#### Task instructions
Extract every line of the rows below verbatim, leaving out the picture.

#### Exercise input

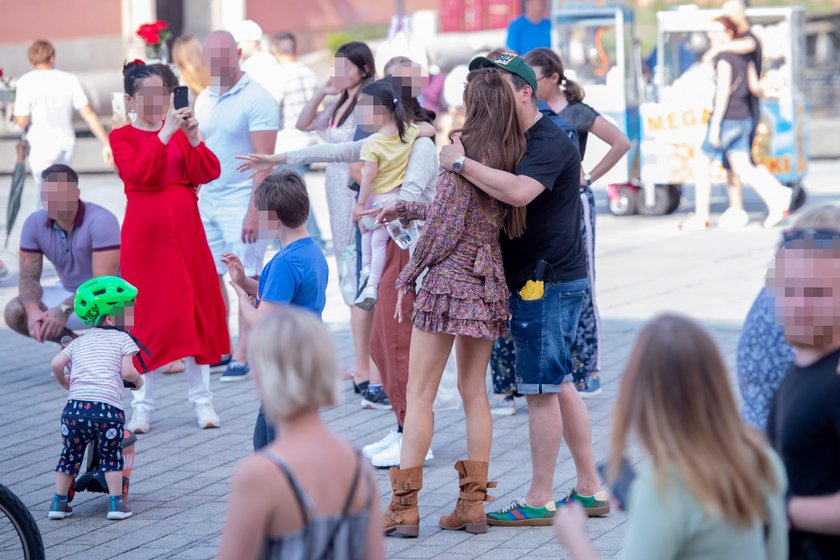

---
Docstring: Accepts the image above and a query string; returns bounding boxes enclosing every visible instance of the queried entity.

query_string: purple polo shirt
[20,200,120,292]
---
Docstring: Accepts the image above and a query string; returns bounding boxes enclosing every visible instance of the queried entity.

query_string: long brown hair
[330,41,376,126]
[611,315,778,526]
[525,47,586,104]
[449,68,525,239]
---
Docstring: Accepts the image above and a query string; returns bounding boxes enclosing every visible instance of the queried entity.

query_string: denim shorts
[510,278,589,395]
[700,119,753,161]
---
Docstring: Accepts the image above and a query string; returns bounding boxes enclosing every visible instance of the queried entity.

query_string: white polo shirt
[195,74,280,196]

#### Complete response
---
Docstring: Accepts the image above and a query string; returns bounding boxes enclosing every visible instance of the queried entity.

query_string: purple polo shirt
[20,200,120,292]
---
Docstring: Accepts the image above and a query string; returns bounding boxes enclosing every visible instance of the queried entity.

query_string: long brown hair
[330,41,376,126]
[611,315,778,526]
[525,47,586,104]
[449,68,525,239]
---
Docstring: Accepts the image above and a query string; returns bounding boxes enclosing every visible instance of the queried entity.

query_string: denim shorts
[510,278,589,395]
[700,119,753,161]
---
Docstring: Accepts the image above and a query string; returns bounding boxes enclosing every visible instance of the queried entity.

query_string: white polo shirt
[195,74,280,196]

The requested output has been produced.